TASK DETAILS >> In the items below, rewrite only the lines from the one containing "the dark window" down to the one containing "x=711, y=261", keeping every line, and increase each coordinate in the answers by 57.

WORKING DATA >>

****************

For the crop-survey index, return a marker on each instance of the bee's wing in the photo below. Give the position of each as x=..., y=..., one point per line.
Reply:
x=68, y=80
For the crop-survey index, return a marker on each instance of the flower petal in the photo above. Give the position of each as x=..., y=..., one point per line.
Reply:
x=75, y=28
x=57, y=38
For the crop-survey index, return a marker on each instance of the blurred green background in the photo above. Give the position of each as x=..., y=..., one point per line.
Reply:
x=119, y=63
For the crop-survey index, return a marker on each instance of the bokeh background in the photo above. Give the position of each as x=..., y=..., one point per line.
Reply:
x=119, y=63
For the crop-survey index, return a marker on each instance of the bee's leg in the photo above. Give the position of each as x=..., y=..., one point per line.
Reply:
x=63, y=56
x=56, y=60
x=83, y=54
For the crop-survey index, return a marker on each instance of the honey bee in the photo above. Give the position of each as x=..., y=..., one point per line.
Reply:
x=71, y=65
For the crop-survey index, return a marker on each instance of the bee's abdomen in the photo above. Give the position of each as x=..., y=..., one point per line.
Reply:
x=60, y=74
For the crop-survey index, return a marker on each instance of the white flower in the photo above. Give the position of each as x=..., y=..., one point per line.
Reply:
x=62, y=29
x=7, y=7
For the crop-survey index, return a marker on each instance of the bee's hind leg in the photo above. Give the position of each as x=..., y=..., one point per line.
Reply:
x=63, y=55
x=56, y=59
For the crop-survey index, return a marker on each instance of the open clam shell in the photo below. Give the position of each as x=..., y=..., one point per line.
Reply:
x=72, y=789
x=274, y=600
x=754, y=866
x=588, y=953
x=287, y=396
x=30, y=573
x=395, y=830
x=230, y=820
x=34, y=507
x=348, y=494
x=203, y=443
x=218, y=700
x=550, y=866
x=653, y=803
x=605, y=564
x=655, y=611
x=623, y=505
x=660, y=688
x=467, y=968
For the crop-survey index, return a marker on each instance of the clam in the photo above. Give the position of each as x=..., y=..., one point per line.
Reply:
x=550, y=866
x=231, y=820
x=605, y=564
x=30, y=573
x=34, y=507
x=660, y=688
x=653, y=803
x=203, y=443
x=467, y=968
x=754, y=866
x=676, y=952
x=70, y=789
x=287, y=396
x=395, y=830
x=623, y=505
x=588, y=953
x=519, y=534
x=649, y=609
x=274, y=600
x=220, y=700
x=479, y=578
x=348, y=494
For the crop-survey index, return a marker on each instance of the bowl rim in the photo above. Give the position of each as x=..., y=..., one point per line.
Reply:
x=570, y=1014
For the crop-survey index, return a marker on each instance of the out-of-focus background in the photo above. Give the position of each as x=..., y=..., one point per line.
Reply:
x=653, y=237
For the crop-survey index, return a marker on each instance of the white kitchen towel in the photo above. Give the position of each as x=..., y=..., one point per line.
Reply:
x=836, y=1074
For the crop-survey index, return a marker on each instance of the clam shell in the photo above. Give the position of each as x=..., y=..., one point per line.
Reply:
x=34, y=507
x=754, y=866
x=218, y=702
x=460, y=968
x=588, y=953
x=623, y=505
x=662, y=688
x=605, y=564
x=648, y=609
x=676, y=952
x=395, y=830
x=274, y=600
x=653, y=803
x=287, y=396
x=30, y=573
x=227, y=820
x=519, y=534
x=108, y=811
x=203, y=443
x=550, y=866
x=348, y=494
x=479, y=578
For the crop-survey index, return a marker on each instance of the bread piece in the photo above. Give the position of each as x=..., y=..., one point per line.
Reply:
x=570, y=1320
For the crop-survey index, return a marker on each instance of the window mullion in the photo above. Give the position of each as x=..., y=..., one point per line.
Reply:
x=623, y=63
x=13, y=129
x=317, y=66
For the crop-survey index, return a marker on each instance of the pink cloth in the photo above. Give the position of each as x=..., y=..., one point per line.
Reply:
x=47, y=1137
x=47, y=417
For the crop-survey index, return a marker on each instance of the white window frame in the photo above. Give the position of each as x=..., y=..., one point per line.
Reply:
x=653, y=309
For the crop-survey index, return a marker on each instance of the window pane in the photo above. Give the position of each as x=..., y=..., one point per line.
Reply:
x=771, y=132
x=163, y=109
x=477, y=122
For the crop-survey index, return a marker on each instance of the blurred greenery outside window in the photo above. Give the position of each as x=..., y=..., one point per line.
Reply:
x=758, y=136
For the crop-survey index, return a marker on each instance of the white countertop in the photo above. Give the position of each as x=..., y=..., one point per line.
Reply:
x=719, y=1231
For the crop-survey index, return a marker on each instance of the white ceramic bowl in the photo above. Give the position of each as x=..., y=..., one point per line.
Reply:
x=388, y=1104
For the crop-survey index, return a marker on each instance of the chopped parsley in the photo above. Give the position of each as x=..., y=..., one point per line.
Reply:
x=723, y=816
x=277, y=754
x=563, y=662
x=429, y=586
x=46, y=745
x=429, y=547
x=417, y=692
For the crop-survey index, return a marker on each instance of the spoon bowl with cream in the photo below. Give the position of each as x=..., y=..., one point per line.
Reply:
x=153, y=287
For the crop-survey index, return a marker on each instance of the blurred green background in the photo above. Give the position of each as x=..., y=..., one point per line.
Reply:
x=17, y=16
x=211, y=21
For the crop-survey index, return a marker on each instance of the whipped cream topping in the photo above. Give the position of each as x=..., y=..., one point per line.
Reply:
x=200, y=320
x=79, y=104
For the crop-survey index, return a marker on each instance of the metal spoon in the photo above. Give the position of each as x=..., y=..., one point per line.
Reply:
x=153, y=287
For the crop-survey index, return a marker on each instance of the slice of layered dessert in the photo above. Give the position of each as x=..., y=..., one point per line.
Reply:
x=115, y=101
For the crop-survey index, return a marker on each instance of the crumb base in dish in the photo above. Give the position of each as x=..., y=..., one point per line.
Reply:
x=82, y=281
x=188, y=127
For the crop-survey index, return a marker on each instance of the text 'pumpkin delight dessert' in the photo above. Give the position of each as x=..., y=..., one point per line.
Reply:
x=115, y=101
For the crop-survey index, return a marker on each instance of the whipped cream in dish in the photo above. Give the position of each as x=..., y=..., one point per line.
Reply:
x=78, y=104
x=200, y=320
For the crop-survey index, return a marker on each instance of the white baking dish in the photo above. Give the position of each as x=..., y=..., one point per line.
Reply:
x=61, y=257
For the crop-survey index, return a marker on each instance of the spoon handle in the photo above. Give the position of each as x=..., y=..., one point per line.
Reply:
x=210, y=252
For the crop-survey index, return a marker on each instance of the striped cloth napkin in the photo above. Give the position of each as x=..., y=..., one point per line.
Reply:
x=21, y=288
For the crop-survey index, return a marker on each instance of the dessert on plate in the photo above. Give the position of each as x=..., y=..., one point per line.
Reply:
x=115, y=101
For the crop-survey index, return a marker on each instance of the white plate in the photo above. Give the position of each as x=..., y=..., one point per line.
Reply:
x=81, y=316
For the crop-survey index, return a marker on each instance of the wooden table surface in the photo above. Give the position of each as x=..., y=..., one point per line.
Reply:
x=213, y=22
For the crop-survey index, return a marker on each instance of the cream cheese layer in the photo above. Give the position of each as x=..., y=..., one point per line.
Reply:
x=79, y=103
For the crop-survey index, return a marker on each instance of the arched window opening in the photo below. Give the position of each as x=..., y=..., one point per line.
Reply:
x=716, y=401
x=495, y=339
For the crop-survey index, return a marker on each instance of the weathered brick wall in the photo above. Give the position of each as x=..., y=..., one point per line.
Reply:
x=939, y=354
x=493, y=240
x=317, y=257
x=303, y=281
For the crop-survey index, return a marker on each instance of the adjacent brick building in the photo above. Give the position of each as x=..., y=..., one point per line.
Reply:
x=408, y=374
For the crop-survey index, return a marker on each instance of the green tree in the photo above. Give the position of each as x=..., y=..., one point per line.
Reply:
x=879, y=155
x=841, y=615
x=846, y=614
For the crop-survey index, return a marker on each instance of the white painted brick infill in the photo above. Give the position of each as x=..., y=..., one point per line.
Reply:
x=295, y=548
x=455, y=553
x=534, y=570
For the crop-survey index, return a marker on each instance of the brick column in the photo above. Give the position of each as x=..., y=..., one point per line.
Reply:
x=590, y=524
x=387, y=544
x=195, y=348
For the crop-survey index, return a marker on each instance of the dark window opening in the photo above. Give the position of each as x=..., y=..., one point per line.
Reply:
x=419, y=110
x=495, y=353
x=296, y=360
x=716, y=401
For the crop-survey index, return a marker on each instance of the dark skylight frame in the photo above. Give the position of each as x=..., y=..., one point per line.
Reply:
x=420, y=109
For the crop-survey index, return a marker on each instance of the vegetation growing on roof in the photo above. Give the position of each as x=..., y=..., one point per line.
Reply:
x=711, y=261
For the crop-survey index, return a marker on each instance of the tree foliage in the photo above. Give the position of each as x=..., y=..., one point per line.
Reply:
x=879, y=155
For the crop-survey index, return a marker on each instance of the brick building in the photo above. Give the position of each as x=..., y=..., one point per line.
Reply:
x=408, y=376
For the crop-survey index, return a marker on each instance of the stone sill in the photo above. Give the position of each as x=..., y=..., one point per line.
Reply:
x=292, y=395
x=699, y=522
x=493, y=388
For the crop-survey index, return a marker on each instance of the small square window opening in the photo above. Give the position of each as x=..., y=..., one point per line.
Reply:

****************

RESPONSE BELOW >>
For the crop-survey index, return a marker on each instance of the dark window opening in the photo above. Give the position of each as x=..., y=..., one point per line.
Reply:
x=476, y=167
x=552, y=410
x=353, y=417
x=773, y=458
For the crop-survey index, return a marker on each instance of the dark skylight frame in the photo above. Give the position of each as x=..., y=..., one point per line.
Reply:
x=477, y=166
For the crop-survey index, return a marker on each instance of the vegetation growing on roof in the photo above. Give the position of each as x=..., y=..., one point per line.
Reply:
x=768, y=318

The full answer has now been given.